Task objective »
Go through the records and show each line where the word "front" occurs.

Extracted records »
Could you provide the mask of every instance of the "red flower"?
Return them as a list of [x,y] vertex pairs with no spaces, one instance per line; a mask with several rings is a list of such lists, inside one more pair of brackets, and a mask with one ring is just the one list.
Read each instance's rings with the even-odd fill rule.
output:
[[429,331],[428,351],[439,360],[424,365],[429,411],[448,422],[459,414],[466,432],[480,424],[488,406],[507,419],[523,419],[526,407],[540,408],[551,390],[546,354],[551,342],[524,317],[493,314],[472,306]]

==

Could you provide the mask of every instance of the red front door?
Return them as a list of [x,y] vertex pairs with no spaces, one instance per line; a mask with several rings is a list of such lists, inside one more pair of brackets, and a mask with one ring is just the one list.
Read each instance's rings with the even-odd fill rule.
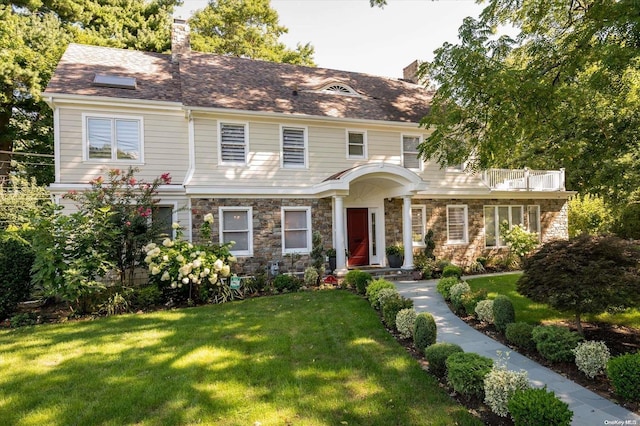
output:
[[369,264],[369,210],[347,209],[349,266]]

* * *

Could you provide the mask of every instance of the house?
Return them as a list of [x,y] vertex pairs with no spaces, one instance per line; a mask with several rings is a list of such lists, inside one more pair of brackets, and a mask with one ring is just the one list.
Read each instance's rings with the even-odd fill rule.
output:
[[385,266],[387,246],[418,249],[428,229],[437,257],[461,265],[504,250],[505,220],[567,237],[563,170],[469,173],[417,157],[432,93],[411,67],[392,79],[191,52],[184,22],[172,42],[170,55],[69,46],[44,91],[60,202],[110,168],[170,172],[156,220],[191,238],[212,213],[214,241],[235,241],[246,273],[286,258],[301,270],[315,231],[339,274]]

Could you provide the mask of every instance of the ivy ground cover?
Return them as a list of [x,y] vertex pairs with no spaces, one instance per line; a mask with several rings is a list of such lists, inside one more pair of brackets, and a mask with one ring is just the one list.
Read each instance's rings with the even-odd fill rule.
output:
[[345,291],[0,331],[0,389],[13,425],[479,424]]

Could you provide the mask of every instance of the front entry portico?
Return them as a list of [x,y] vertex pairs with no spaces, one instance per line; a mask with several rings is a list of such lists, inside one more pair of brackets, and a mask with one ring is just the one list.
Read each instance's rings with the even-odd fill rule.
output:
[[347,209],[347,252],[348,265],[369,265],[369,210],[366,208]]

Your solution »
Could you provide the mask of every instance of the red front door?
Could you provide the mask of every instance of the front entry portico?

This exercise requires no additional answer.